Saturday, December 05, 2009

Nature Journal: Climate Science is Sound, Paranoid Interpretation Would Be Laughable If It Were Not Dangerous

There is a great editorial in the leading scientific Journal Nature, busting the myth about the significance of the the stolen emails from the University of East Anglia (UAE) Climate Research Unit (CRU):
"Nothing in the e-mails undermines the scientific case that global warming is real — or that human activities are almost certainly the cause. That case is supported by multiple, robust lines of evidence, including several that are completely independent of the climate reconstructions debated in the e-mails.
  • "First, Earth's cryosphere is changing as one would expect in a warming climate. These changes include glacier retreat, thinning and areal reduction of Arctic sea ice, reductions in permafrost and accelerated loss of mass from the Greenland and Antarctic ice sheets.
  • Second, the global sea level is rising. The rise is caused in part by water pouring in from melting glaciers and ice sheets, but also by thermal expansion as the oceans warm.
  • Third, decades of biological data on blooming dates and the like suggest that spring is arriving earlier each year.
"Denialists often maintain that these changes are just a symptom of natural climate variability. But when climate modellers test this assertion by running their simulations with greenhouse gases such as carbon dioxide held fixed, the results bear little resemblance to the observed warming. The strong implication is that increased greenhouse-gas emissions have played an important part in recent warming, meaning that curbing the world's voracious appetite for carbon is essential...." [bullet points added in second paragraph to improve readability].
(For more on the independent evidence supporting climate science, see my previous blog post.)

The editors of Nature also say that the
"...paranoid interpretation [of the stolen emails] would be laughable were it not for the fact that obstructionist politicians in the US Senate will probably use it next year as an excuse to stiffen their opposition to the country's much needed climate bill."
On an even more somber note, Nature's editors warn that
"...the pressures the UEA e-mailers experienced may be nothing compared with what will emerge as the United States debates a climate bill next year, and denialists use every means at their disposal to undermine trust in scientists and science."
Indeed, the stakes are very high. Trillion-dollar fossil-fuel industries and their allies are trying to keep their profit margins in the face of the biggest global push-back that they have had to face. The evidence to date shows only disinformation campaigns, computer hacking -- plus possibly break and enter and attempted trespass (the latter two allegedly happened right here in Canada). I certainly hope that this is the worst of it.

I also hope that journalists stop blindly repeating sensationalized quotes from the stolen emails, and remember the need for critical thinking, as Jim Hogan argues eloquently Desmog Blog.

Referring-expression data:
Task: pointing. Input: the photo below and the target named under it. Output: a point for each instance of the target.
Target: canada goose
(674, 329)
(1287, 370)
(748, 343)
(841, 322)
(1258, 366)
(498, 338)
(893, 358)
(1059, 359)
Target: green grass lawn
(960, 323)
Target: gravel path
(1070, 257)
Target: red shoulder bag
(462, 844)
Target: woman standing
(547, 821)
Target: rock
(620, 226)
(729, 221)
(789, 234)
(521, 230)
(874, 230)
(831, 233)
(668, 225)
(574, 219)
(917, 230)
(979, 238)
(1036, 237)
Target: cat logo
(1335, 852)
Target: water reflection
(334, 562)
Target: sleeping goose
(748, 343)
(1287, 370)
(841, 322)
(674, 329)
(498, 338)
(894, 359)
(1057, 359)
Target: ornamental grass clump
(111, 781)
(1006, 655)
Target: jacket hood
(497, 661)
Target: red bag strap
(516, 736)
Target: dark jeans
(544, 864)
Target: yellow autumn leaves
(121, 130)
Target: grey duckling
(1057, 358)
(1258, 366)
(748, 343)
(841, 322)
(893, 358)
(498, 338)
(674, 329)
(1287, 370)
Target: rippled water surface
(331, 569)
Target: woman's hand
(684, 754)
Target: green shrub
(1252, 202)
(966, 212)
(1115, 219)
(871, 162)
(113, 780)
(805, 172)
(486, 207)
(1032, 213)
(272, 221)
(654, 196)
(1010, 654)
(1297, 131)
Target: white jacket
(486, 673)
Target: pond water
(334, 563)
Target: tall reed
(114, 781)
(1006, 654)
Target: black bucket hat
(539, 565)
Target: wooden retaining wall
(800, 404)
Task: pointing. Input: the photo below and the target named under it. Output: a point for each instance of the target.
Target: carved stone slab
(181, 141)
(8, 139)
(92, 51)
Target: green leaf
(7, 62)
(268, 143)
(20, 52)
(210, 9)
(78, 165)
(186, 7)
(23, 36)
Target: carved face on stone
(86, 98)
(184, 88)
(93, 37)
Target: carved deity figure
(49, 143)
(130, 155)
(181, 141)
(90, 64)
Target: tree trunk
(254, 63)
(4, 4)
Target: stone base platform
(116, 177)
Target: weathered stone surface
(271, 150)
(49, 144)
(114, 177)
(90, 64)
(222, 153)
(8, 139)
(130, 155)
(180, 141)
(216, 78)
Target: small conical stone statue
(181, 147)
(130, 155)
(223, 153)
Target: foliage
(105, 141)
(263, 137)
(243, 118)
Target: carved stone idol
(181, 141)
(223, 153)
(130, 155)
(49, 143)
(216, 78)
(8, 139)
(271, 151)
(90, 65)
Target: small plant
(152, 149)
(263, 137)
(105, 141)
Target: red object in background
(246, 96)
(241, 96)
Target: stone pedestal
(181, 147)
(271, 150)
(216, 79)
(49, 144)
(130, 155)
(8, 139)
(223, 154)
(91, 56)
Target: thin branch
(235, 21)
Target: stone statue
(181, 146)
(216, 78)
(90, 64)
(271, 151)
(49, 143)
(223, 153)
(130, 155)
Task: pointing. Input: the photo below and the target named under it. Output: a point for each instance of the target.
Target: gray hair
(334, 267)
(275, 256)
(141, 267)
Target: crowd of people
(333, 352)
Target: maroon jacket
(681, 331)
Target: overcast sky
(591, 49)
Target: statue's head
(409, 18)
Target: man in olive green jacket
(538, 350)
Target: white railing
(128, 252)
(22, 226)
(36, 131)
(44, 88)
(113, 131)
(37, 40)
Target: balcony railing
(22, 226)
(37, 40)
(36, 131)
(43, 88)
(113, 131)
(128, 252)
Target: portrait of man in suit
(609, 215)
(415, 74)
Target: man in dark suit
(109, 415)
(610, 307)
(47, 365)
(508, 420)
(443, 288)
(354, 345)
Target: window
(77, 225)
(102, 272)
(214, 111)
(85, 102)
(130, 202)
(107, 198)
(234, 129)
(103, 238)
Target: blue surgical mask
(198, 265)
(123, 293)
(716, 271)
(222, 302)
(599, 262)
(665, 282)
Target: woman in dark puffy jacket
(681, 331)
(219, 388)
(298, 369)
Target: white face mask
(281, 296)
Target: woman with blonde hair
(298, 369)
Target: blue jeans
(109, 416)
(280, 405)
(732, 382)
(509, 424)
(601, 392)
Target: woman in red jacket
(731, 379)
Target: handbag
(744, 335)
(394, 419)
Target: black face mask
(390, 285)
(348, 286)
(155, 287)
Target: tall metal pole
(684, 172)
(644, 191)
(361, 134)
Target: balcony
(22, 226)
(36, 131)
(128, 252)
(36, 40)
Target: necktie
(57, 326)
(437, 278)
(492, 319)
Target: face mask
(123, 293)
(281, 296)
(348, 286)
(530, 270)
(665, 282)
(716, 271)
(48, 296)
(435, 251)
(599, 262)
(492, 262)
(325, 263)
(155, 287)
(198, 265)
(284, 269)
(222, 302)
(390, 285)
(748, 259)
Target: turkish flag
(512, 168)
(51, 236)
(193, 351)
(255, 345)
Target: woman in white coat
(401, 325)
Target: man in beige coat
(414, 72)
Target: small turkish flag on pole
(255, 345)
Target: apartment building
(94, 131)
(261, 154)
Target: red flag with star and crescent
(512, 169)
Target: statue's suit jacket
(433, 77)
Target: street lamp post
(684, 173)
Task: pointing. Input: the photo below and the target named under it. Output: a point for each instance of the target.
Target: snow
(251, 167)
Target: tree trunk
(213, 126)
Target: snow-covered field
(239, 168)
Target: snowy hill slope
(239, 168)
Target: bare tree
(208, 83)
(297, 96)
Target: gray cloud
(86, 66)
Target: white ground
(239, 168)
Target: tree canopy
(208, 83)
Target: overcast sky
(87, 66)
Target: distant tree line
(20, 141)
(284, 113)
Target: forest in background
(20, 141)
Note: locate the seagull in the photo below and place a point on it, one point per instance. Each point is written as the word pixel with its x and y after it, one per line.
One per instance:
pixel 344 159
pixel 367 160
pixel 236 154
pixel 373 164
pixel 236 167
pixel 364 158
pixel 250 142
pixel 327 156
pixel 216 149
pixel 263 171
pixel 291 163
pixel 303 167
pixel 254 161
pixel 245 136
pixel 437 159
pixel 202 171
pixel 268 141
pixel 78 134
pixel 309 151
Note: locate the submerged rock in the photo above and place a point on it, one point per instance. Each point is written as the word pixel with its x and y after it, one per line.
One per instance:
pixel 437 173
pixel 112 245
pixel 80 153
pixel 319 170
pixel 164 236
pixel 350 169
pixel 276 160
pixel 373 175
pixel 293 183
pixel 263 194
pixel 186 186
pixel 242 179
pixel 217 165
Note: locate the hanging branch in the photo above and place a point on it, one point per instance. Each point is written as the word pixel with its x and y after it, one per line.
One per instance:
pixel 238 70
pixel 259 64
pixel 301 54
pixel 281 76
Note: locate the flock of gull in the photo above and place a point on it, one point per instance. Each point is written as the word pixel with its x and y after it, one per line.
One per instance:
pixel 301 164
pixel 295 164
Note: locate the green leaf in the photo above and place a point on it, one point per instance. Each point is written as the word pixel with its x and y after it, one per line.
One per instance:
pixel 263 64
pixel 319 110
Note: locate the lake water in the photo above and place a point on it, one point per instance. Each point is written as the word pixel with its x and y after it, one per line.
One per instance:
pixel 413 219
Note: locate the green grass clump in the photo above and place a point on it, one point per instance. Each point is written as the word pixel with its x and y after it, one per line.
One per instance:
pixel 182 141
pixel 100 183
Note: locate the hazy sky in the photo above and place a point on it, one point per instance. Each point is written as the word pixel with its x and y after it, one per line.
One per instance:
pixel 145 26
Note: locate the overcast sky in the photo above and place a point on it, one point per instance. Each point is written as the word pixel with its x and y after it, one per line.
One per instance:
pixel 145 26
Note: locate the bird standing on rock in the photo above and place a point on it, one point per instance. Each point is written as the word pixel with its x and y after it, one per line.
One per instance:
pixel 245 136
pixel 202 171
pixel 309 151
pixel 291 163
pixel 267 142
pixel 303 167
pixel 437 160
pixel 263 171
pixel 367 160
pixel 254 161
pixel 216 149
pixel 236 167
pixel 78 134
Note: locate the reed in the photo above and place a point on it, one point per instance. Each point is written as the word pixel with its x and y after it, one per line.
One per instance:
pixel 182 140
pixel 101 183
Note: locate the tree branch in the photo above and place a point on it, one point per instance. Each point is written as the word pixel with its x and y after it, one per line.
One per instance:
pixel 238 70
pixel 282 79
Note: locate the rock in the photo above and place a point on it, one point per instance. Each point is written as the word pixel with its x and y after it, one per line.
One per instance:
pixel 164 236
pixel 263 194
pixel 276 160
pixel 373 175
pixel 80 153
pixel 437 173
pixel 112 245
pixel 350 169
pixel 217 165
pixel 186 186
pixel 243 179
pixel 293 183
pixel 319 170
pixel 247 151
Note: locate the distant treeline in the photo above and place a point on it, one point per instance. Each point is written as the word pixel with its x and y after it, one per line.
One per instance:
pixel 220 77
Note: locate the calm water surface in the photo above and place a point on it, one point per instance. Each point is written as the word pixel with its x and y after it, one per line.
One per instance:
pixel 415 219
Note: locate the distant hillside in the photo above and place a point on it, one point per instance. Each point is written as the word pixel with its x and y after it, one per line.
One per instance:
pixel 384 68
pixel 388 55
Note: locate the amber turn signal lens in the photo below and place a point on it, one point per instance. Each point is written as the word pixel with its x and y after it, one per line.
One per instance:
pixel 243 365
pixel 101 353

**Directions for this task**
In the blog post about the Nature editorial, what two causes are given for the rise in global sea level? The rows have no role in what comes next.

**Worked solution**
Water pouring in from melting glaciers and ice sheets, and thermal expansion as the oceans warm.